[WORK TO COMPLETE] If a record holds a picture, leave the picture out; return everything else exactly.

[DATA]
--*--

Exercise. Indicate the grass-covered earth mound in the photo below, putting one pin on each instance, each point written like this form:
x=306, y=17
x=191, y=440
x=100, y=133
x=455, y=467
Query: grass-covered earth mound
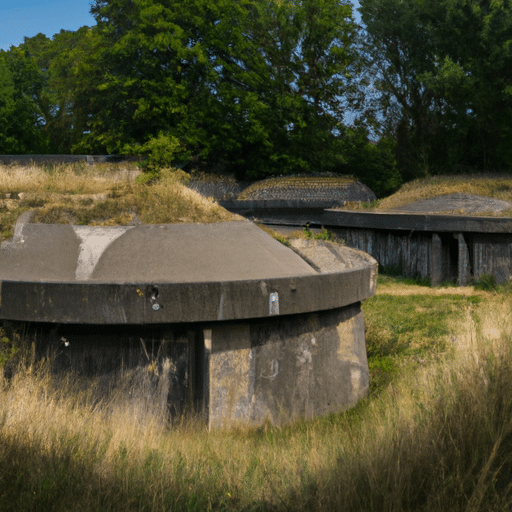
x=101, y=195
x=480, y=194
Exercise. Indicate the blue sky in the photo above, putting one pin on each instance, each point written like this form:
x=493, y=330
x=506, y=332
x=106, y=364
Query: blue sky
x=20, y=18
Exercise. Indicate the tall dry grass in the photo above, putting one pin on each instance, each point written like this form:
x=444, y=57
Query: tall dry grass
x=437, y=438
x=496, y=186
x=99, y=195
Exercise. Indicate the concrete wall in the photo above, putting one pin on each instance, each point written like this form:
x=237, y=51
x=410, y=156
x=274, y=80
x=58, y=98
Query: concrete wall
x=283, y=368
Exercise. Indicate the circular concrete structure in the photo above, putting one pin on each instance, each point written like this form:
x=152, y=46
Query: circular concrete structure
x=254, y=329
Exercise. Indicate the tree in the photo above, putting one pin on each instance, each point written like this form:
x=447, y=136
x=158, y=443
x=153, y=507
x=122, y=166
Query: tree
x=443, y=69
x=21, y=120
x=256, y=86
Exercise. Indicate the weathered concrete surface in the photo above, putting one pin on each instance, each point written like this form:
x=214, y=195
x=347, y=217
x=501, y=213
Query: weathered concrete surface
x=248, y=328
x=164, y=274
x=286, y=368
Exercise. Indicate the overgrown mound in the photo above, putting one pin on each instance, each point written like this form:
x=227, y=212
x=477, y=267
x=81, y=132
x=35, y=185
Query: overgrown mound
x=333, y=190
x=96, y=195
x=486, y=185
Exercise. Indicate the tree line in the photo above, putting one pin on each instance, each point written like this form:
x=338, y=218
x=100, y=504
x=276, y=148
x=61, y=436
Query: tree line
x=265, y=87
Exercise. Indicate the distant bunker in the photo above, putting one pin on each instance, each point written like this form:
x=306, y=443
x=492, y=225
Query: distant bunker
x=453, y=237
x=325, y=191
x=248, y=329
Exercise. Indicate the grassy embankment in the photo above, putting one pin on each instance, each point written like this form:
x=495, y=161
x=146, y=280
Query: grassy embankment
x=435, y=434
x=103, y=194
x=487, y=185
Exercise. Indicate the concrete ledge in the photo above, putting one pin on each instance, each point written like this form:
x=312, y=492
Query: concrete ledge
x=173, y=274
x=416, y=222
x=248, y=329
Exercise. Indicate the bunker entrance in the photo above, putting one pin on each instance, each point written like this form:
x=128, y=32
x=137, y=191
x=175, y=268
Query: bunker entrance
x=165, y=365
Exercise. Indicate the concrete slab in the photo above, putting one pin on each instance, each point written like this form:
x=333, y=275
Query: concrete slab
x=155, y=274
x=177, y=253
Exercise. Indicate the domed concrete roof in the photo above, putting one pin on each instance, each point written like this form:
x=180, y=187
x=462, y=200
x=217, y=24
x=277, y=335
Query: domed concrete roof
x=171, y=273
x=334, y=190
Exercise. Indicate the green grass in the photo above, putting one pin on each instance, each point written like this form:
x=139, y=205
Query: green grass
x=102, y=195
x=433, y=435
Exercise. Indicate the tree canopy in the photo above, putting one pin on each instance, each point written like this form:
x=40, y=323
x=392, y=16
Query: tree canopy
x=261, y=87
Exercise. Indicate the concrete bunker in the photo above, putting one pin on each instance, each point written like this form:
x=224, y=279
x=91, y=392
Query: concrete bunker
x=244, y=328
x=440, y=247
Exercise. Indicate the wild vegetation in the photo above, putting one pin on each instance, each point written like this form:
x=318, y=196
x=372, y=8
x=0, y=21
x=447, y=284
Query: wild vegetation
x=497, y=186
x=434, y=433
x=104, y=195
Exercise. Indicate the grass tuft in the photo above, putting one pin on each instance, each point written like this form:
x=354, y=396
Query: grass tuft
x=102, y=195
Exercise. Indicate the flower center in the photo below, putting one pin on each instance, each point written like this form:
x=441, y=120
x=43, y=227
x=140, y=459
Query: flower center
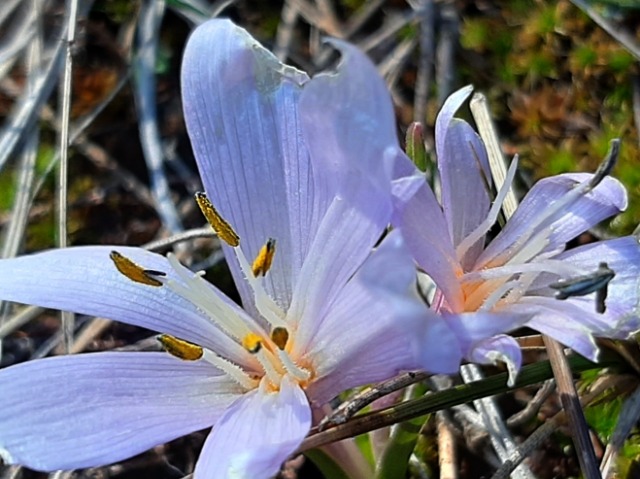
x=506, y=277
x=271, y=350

--*--

[OUTPUT FOR THIS EXERCISE]
Exercise. Indicate the grass-covered earth mound in the photo below, putting one pin on each instance, each point written like this form:
x=306, y=17
x=191, y=440
x=100, y=133
x=455, y=467
Query: grass-covered earth mound
x=101, y=195
x=480, y=194
Exercise. Indicate the blue sky in the photo above, putting one pin on each instance, each point written like this form:
x=493, y=330
x=506, y=332
x=106, y=364
Query: blue sky
x=20, y=18
Exercise. Indicate the tall dry grass in the photo above, putting one pin on each instance, each point written like this form:
x=444, y=57
Query: tall dry grass
x=437, y=438
x=496, y=186
x=99, y=195
Exercise. Indicate the concrete wall in the photo above, putting one pin on each instance, each point written like this form:
x=237, y=51
x=410, y=156
x=274, y=80
x=58, y=98
Query: concrete wall
x=283, y=368
Exercise. Indicate the circular concrete structure in the photo above, putting one pin on each instance, each point written like this form:
x=152, y=46
Query: circular concrete structure
x=254, y=329
Exercise. Indicate the tree in the photo above, putting one pin on each instance, each point written like this form:
x=447, y=136
x=158, y=443
x=153, y=507
x=122, y=166
Query: tree
x=443, y=69
x=21, y=120
x=256, y=86
Exercise. Indicate the weathered concrete surface in the photo above, putting one pin on each instance, each point written like this form:
x=214, y=195
x=347, y=217
x=501, y=213
Query: weathered concrete surface
x=248, y=328
x=164, y=274
x=286, y=368
Exercise. Indicate the overgrown mound in the photo above, putting one pin on each instance, each point written like this form:
x=227, y=212
x=477, y=267
x=81, y=132
x=35, y=185
Query: overgrown mound
x=333, y=190
x=96, y=195
x=486, y=185
Exercise. Indicate the tree line in the photo above, putting one pin on each instance, each point written like this form:
x=338, y=218
x=100, y=504
x=276, y=148
x=61, y=436
Query: tree line
x=265, y=87
Exercise. Indicate the distant bunker in the photo above, putting one pin on each instance, each point written like this form:
x=306, y=443
x=492, y=225
Query: distant bunker
x=453, y=237
x=325, y=191
x=248, y=329
Exercise. Indicate the grassy embankment in the photo above, putting one pin on each instance, each point written like this form:
x=495, y=161
x=146, y=280
Query: grassy embankment
x=435, y=434
x=103, y=194
x=487, y=185
Exercise. Indicate the concrete ledge in the photo above, putting one pin on each instance, each point written like this form:
x=312, y=492
Query: concrete ledge
x=173, y=274
x=416, y=222
x=248, y=329
Exercise. Indicate the bunker entrance in the photo above, putting one pin on each instance, each point written like this form:
x=128, y=32
x=137, y=191
x=175, y=268
Query: bunker entrance
x=165, y=365
Exercise. Indicate the concrete slab in the photo above, putting one pin on each instance, each point written like this form:
x=333, y=275
Query: concrete slab
x=155, y=274
x=177, y=253
Exercise. Indicate the domed concrete roof in the photo above, putting one pin on each instance, each point written like this form:
x=180, y=187
x=462, y=200
x=217, y=24
x=277, y=335
Query: domed concrete roof
x=171, y=273
x=334, y=190
Exercise. Indicate the green grass in the photo above, putting one pin on each instance, each point written like this form:
x=139, y=205
Query: green grass
x=102, y=195
x=433, y=435
Exercise. Indicate the tree canopy in the photo above, putting one pin on each instance, each point written like this form:
x=40, y=323
x=392, y=16
Query: tree canopy
x=261, y=87
Exercise. Indicate the concrete bunker in the photo above, putting one pin on each instance, each point written like this form:
x=224, y=279
x=91, y=392
Query: concrete bunker
x=244, y=328
x=440, y=247
Exercise. Indicate the wild vegetation in the photo above, putting one pin on each instance, each point written like this form:
x=318, y=196
x=372, y=8
x=0, y=21
x=447, y=284
Query: wild vegetation
x=497, y=186
x=434, y=433
x=104, y=195
Exercise. Indicate the grass tuft in the photo above, putting one pin on each instance, each point written like this form:
x=354, y=396
Query: grass tuft
x=102, y=195
Exercise. Indicate the flower center in the photo below, putting one pin on each instance, each point written like this form:
x=441, y=120
x=43, y=227
x=140, y=459
Query: flower center
x=506, y=277
x=271, y=350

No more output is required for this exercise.